(Entries from a pointing dataset)
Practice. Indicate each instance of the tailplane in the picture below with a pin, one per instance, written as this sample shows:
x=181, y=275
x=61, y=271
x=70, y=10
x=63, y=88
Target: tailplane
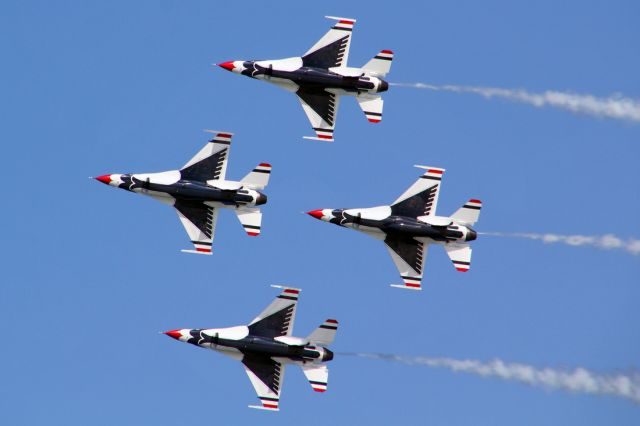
x=380, y=65
x=324, y=334
x=469, y=213
x=258, y=178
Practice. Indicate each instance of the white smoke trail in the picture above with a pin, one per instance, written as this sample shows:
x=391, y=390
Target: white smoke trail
x=615, y=106
x=607, y=242
x=578, y=380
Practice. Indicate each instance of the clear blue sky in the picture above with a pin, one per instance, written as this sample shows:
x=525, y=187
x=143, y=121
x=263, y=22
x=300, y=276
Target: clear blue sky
x=90, y=274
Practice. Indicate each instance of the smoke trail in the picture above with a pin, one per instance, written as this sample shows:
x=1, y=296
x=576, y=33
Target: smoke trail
x=579, y=380
x=607, y=242
x=615, y=106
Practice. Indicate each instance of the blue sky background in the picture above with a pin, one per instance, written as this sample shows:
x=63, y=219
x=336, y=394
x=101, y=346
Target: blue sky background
x=91, y=274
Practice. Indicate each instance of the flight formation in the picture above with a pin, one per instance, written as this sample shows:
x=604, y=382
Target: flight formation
x=199, y=190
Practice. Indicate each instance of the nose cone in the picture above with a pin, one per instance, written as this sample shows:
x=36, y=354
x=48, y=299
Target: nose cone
x=471, y=235
x=262, y=199
x=106, y=179
x=174, y=333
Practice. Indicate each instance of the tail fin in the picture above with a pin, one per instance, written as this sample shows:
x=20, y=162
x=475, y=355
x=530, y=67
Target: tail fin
x=258, y=178
x=324, y=334
x=469, y=213
x=318, y=376
x=380, y=65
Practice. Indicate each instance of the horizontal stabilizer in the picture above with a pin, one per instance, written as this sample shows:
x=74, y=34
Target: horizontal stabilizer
x=371, y=105
x=460, y=255
x=324, y=334
x=469, y=213
x=318, y=376
x=408, y=256
x=258, y=178
x=380, y=65
x=199, y=220
x=251, y=220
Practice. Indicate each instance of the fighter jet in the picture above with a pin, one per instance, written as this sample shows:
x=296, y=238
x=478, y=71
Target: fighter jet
x=410, y=225
x=321, y=76
x=199, y=190
x=266, y=346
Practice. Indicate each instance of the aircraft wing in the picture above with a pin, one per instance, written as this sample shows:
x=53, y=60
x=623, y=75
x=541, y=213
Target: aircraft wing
x=408, y=256
x=332, y=50
x=421, y=199
x=321, y=108
x=277, y=318
x=199, y=220
x=210, y=163
x=266, y=376
x=460, y=255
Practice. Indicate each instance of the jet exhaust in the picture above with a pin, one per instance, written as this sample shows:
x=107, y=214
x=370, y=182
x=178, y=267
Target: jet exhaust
x=578, y=380
x=615, y=106
x=605, y=242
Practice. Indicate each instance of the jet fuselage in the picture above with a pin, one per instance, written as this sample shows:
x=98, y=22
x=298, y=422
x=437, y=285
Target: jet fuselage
x=237, y=339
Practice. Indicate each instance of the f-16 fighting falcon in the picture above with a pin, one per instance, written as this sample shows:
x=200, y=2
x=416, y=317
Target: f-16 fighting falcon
x=410, y=224
x=321, y=76
x=266, y=345
x=199, y=190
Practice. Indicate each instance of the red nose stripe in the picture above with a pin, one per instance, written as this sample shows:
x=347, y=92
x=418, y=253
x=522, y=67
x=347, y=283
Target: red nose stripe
x=104, y=179
x=316, y=213
x=227, y=65
x=173, y=333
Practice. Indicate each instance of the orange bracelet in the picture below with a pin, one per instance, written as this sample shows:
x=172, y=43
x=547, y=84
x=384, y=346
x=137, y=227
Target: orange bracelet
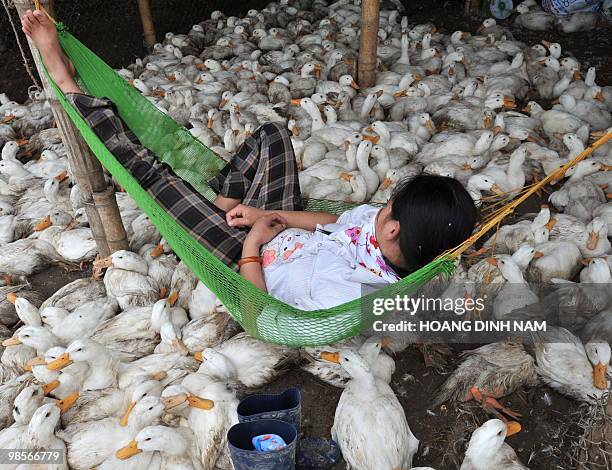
x=249, y=259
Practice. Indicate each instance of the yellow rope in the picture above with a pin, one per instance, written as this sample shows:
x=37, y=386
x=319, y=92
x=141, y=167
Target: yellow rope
x=39, y=7
x=509, y=208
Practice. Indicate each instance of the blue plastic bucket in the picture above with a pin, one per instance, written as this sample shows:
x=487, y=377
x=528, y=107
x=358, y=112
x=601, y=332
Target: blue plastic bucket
x=245, y=457
x=285, y=406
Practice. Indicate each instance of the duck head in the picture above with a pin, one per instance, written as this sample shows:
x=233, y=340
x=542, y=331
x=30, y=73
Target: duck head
x=523, y=256
x=598, y=353
x=154, y=438
x=216, y=364
x=52, y=316
x=80, y=350
x=178, y=396
x=488, y=23
x=148, y=388
x=596, y=233
x=487, y=441
x=26, y=403
x=125, y=260
x=43, y=423
x=26, y=312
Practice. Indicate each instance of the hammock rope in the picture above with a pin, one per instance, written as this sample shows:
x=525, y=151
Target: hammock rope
x=261, y=315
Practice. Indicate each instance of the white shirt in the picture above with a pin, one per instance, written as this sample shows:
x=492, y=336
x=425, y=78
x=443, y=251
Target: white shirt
x=316, y=270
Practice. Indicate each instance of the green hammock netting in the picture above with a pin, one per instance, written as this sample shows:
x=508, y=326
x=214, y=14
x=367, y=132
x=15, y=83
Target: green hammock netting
x=260, y=315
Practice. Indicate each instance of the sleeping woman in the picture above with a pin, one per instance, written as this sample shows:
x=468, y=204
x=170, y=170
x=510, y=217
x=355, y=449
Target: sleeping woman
x=310, y=260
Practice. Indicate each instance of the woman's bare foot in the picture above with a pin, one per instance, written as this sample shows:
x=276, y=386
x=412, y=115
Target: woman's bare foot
x=41, y=31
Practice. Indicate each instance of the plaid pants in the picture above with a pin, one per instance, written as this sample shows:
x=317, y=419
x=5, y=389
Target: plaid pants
x=263, y=173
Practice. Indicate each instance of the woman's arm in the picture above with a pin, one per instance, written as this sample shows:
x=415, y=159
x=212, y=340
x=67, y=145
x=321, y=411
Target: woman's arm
x=264, y=230
x=246, y=216
x=252, y=272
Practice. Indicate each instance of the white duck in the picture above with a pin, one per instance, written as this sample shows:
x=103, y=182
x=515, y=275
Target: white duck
x=365, y=402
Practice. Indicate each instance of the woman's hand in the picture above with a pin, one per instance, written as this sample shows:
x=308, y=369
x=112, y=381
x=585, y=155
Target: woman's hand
x=244, y=216
x=265, y=229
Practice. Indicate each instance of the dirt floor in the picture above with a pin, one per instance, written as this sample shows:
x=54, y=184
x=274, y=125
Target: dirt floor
x=551, y=423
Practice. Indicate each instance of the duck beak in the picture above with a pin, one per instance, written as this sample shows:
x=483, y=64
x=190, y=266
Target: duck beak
x=62, y=176
x=593, y=240
x=372, y=138
x=512, y=427
x=509, y=103
x=67, y=401
x=14, y=341
x=599, y=376
x=496, y=190
x=172, y=298
x=50, y=386
x=103, y=263
x=201, y=403
x=43, y=224
x=37, y=361
x=550, y=224
x=180, y=346
x=128, y=451
x=157, y=251
x=330, y=357
x=126, y=416
x=61, y=362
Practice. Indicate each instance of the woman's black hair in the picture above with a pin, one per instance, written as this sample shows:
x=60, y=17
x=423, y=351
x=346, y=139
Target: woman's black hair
x=435, y=213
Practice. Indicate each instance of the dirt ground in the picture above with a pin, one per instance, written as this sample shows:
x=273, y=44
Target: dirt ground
x=550, y=421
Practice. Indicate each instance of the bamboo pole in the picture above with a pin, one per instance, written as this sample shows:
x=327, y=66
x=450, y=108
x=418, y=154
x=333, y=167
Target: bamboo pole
x=472, y=8
x=85, y=167
x=368, y=42
x=147, y=21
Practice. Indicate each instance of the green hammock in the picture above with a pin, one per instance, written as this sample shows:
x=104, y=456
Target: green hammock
x=260, y=315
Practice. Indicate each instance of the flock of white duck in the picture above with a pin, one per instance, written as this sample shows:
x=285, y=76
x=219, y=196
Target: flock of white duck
x=148, y=365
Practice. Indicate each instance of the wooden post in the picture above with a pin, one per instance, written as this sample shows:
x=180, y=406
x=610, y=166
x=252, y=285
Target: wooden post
x=147, y=21
x=472, y=8
x=106, y=225
x=368, y=42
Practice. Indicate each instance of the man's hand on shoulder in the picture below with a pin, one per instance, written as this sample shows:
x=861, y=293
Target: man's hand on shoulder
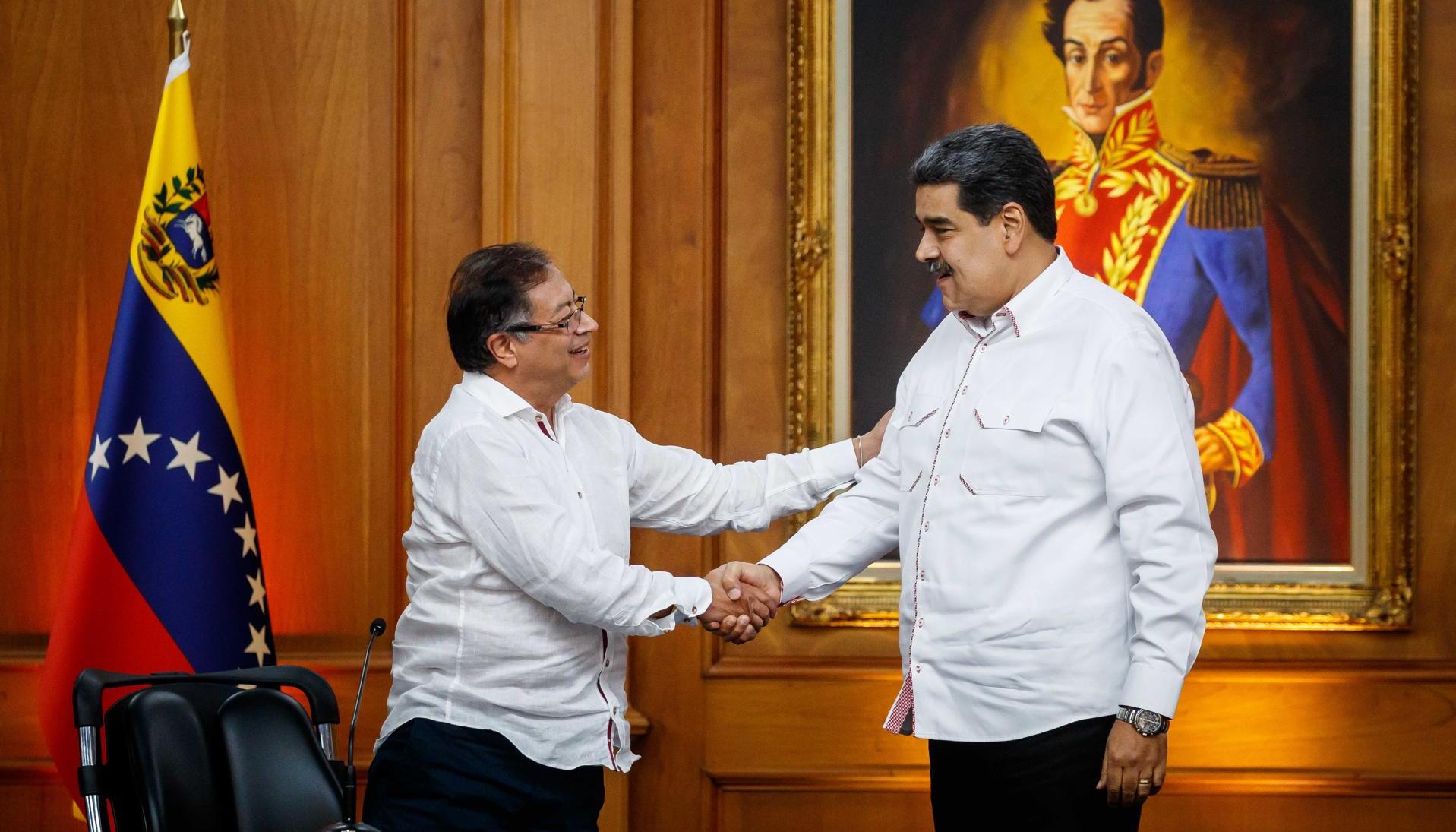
x=746, y=598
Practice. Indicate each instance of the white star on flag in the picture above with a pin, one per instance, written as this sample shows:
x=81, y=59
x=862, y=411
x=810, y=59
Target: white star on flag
x=188, y=455
x=226, y=489
x=98, y=458
x=257, y=582
x=248, y=533
x=260, y=644
x=137, y=442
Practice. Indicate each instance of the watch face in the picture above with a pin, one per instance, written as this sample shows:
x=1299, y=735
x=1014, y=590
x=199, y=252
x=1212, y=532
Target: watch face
x=1148, y=722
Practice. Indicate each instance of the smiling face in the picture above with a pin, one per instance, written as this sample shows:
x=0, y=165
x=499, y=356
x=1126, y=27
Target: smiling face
x=555, y=359
x=976, y=273
x=1101, y=63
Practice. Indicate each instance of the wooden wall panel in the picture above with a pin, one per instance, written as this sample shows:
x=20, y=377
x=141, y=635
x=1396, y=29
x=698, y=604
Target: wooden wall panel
x=302, y=157
x=674, y=347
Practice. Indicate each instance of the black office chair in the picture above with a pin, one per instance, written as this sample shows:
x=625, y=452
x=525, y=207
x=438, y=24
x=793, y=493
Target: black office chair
x=197, y=752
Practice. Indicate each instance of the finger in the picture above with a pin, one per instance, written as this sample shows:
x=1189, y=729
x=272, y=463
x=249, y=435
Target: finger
x=730, y=581
x=1145, y=787
x=736, y=624
x=1129, y=787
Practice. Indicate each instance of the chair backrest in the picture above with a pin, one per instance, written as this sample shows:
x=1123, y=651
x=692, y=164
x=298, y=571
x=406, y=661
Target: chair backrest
x=206, y=755
x=280, y=777
x=162, y=771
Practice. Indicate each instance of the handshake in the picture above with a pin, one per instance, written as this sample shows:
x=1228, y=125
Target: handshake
x=746, y=598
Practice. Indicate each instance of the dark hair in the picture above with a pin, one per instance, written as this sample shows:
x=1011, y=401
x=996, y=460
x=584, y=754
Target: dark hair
x=1148, y=30
x=488, y=293
x=995, y=165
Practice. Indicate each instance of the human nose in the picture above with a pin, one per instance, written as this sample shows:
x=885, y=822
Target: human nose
x=586, y=324
x=927, y=251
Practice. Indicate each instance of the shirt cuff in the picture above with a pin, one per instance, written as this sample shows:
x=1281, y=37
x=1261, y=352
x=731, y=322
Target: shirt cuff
x=692, y=598
x=794, y=577
x=1152, y=688
x=835, y=463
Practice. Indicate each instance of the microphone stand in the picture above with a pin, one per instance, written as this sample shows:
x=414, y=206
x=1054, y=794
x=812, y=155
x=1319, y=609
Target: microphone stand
x=350, y=776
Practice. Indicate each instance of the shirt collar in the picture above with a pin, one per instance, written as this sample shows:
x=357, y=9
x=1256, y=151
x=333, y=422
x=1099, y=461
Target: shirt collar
x=1024, y=309
x=501, y=400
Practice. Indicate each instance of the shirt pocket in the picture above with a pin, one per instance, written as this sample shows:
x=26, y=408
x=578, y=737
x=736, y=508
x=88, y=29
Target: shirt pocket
x=916, y=438
x=1006, y=451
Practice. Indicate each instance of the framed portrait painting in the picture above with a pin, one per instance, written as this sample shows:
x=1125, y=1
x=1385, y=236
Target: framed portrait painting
x=1241, y=169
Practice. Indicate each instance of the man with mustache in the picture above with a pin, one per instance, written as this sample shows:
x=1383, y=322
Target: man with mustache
x=510, y=662
x=1041, y=481
x=1229, y=280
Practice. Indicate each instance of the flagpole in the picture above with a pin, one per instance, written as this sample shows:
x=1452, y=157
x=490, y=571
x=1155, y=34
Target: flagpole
x=176, y=25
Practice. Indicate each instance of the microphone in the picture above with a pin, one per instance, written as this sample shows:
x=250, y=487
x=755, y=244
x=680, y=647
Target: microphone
x=350, y=776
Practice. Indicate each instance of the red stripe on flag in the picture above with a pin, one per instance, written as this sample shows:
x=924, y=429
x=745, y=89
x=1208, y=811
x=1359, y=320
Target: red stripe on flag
x=101, y=621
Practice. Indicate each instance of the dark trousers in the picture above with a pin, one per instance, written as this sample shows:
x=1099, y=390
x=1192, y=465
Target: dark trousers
x=1038, y=783
x=434, y=777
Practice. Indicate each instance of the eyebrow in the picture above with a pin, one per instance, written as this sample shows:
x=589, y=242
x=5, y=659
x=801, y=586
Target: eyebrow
x=1107, y=43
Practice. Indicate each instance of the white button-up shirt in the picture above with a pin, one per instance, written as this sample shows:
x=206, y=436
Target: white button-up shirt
x=520, y=590
x=1041, y=481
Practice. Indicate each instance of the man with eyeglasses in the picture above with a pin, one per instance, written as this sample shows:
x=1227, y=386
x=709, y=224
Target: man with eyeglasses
x=510, y=662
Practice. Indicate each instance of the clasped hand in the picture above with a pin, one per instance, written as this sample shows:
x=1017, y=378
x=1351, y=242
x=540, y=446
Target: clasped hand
x=746, y=599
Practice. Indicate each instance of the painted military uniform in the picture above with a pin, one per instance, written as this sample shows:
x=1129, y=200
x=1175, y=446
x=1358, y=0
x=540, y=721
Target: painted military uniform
x=1178, y=232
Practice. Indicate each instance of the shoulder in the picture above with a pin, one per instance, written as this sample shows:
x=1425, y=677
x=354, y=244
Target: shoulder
x=1225, y=188
x=1103, y=312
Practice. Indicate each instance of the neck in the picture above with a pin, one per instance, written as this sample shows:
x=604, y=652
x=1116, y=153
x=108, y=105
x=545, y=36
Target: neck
x=539, y=395
x=1037, y=261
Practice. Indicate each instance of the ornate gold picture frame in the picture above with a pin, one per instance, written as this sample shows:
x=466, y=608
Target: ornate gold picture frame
x=1373, y=590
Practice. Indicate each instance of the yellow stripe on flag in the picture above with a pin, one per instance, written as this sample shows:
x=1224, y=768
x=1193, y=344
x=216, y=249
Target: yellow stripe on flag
x=194, y=315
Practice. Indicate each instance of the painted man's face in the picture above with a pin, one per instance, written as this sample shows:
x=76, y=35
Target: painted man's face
x=1101, y=62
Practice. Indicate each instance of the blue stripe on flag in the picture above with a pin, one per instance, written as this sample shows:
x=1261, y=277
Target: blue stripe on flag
x=171, y=535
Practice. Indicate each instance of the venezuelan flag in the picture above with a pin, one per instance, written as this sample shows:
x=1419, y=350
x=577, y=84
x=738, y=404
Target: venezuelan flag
x=165, y=570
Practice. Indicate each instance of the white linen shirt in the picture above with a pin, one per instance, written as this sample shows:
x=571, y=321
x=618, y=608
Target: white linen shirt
x=1041, y=481
x=520, y=590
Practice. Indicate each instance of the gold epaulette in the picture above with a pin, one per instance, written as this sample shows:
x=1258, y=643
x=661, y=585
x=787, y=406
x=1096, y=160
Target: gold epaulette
x=1227, y=188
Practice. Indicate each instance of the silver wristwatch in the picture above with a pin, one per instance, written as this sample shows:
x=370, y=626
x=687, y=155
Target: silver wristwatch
x=1148, y=723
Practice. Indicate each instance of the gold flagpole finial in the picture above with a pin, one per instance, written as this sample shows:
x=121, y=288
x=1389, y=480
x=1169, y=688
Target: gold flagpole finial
x=176, y=24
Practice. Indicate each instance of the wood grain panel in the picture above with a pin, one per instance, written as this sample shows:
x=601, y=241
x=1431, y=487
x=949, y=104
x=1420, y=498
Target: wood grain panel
x=306, y=219
x=674, y=306
x=74, y=128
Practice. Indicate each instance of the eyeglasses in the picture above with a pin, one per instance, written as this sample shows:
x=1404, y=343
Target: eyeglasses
x=568, y=324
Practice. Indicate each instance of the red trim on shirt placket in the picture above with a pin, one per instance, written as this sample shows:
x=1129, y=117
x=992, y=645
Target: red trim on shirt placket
x=905, y=700
x=612, y=751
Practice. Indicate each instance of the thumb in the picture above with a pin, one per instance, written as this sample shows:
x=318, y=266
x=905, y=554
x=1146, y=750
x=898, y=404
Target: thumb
x=730, y=581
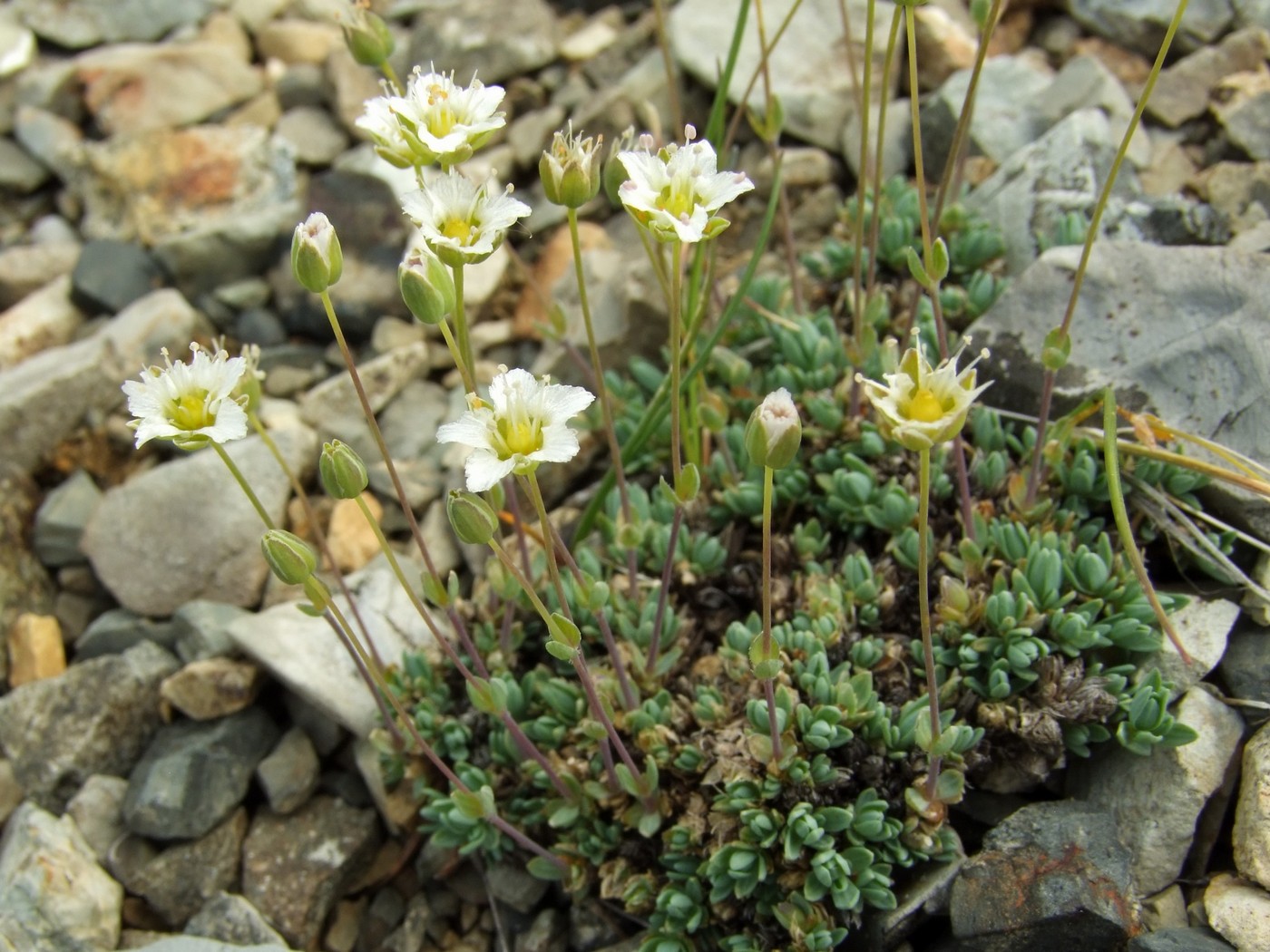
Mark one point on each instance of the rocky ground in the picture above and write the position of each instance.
(183, 755)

(Problem to solve)
Rewrite the items from the start through the line containing "x=174, y=333", inclusive, keeping the requests as they are and shifting each answer point by adding 132 to both its x and y coordinates. Leave the pictures out of your answer.

(Written response)
Practice. Indicate each instance of the tailplane in the picture below with a pin, one per instance, written as this sample shows:
x=181, y=275
x=61, y=271
x=70, y=10
x=63, y=88
Target: tailplane
x=512, y=197
x=456, y=466
x=601, y=345
x=390, y=310
Practice. Indicate each instance of the white smoke trail in the picture above with a pin, one per instance, written as this sample shows:
x=391, y=390
Target: white smoke trail
x=747, y=238
x=739, y=374
x=710, y=512
Practice. Indicate each instance of the clear blue sky in the picture above with a pin, one per instance, written as this sample shows:
x=525, y=187
x=143, y=121
x=263, y=22
x=300, y=276
Target: clear blue sky
x=222, y=406
Practice. Indicate each instance of the smoke trail in the picture above with a pin, one per instance, written as this sample shows:
x=1, y=296
x=576, y=33
Target: smoke trail
x=711, y=512
x=739, y=374
x=747, y=238
Practice. Indicate each instance of the blue sky background in the picture above with a pin, one per instance, written as this sample shows:
x=63, y=219
x=336, y=394
x=101, y=346
Target: blue sky background
x=223, y=406
Practice. Indicate each instance of the flight formation in the picture above with a pin, one per instance, written as this sample shows:
x=604, y=382
Target: flight formation
x=331, y=322
Practice. Indicate each instance of the nose cone in the picture above with a pin, one per instance, written as this sample shows:
x=36, y=354
x=48, y=299
Target: nose cone
x=603, y=367
x=394, y=331
x=238, y=311
x=306, y=465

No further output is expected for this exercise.